▸ **Task requirements**: Locate each line in the records below that contains the string "bridge" and copy those lines; treat uppercase and lowercase letters as distinct.

•••

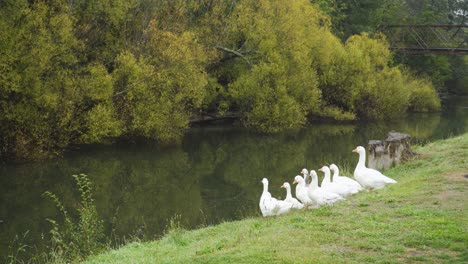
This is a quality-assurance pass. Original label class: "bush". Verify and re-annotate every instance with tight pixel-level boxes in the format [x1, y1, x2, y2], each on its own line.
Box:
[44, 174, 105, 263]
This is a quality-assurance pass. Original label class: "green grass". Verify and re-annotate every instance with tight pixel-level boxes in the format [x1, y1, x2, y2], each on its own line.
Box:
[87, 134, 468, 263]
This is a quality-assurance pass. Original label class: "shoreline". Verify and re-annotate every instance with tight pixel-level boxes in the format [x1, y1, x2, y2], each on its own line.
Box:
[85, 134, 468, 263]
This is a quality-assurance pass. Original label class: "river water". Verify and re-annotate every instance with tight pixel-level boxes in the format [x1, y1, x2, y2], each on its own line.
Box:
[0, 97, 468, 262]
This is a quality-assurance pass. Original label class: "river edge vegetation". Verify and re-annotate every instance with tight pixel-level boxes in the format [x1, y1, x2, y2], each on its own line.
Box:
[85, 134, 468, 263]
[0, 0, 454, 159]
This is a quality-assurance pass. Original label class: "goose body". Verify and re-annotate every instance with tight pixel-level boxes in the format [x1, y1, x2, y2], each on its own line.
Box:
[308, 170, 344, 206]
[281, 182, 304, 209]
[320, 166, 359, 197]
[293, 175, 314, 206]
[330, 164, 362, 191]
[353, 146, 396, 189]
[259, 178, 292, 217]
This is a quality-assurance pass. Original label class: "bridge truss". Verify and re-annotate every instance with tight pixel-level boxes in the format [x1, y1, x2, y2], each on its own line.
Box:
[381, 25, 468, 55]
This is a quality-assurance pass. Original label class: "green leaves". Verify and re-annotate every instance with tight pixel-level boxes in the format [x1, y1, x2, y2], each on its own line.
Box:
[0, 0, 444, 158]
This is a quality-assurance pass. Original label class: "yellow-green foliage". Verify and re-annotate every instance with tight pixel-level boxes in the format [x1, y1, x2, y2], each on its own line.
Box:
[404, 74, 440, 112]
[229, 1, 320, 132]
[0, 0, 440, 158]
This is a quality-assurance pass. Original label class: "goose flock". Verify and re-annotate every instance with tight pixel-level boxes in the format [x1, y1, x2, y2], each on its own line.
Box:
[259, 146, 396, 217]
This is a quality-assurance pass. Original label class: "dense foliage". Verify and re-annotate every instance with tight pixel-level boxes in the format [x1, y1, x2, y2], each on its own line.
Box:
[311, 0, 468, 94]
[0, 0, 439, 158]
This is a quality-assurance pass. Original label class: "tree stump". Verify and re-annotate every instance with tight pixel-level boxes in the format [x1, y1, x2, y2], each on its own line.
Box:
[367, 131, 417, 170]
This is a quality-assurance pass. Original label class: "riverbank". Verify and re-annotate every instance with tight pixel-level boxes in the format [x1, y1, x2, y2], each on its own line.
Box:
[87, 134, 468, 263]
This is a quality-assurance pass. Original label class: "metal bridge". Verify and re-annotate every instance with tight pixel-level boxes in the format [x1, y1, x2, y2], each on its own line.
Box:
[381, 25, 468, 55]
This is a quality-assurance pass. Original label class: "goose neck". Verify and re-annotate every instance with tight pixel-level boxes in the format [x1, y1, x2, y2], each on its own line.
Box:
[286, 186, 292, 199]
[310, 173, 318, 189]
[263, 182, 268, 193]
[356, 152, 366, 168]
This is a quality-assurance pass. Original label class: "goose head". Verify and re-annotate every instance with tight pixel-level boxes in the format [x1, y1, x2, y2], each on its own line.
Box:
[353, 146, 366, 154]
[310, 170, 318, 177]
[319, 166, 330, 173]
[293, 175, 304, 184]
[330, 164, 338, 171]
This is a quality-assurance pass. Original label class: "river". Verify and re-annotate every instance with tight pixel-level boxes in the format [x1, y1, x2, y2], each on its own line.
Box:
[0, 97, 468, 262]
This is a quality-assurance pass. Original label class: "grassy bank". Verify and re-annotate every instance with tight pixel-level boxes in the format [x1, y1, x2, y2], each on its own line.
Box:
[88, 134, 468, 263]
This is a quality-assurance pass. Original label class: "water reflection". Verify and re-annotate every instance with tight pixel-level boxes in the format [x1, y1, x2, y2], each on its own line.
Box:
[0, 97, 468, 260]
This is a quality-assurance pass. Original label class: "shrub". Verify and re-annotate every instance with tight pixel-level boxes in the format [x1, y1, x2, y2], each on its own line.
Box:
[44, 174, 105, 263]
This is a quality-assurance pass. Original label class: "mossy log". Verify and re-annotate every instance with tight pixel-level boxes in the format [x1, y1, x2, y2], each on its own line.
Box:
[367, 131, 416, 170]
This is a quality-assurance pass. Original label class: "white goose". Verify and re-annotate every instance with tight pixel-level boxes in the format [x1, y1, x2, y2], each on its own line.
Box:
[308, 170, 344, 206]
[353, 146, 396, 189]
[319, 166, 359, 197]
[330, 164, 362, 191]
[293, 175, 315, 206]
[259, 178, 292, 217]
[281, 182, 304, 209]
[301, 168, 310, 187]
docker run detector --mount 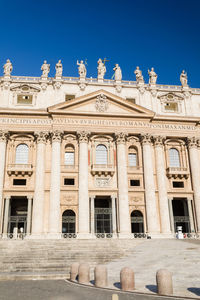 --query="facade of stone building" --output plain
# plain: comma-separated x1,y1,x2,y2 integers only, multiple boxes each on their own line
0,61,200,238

•••

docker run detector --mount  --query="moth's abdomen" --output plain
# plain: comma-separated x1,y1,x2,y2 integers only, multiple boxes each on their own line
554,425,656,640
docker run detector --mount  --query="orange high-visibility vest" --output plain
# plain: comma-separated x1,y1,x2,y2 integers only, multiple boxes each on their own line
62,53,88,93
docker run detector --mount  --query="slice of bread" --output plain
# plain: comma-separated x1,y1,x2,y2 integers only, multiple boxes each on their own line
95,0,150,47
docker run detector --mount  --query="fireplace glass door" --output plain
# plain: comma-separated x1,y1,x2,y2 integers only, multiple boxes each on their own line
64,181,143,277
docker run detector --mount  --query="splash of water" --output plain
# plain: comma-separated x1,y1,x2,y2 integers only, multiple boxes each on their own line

•••

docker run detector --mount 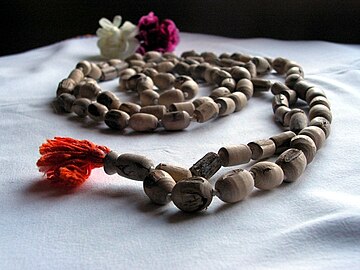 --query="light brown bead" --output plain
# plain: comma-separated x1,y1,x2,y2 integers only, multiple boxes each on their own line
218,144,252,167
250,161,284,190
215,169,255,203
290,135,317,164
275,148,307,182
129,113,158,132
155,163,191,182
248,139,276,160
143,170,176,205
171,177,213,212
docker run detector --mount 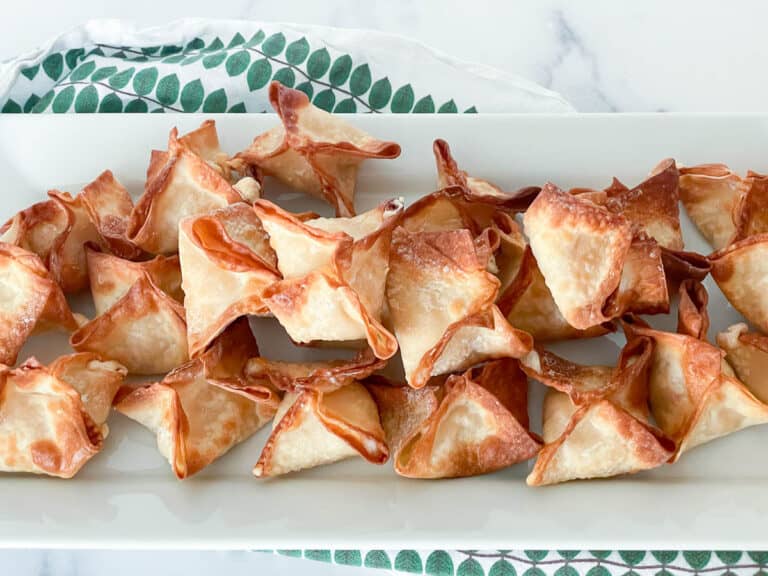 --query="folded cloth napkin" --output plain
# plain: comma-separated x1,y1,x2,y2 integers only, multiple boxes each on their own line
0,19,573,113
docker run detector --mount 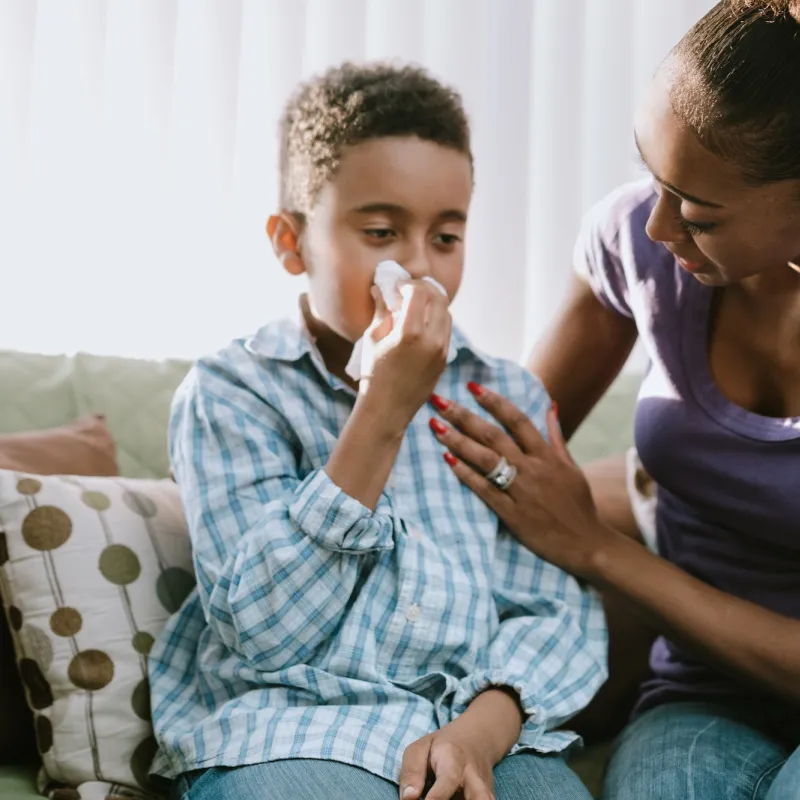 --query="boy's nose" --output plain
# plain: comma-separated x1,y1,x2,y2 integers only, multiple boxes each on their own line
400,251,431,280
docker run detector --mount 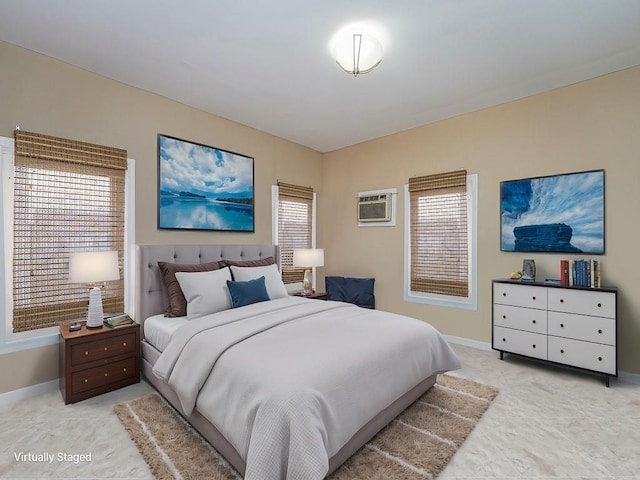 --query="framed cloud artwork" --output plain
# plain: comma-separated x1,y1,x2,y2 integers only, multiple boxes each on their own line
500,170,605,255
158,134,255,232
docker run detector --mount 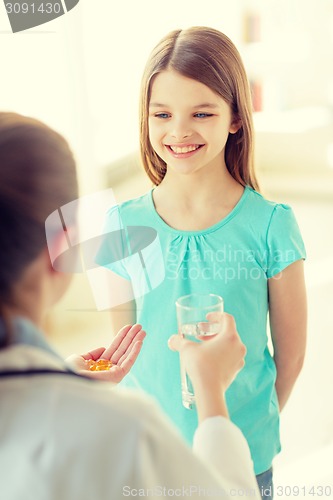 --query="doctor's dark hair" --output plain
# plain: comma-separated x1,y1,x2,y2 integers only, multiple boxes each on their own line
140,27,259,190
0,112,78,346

•••

▸ **Output for this exercise**:
This is a quality-assurance pass. Original label class: "bridge truss". Verify and re-annotate every instance with tight pixel-level boxes in the format [x1, y1, x2, y2], each on its own line.
This is a quality-assurance pass. Original label class: "metal bridge". Verify and re-annotate every instance with tight pixel-level boxes in the format [x1, y1, x2, y2], each on its own line.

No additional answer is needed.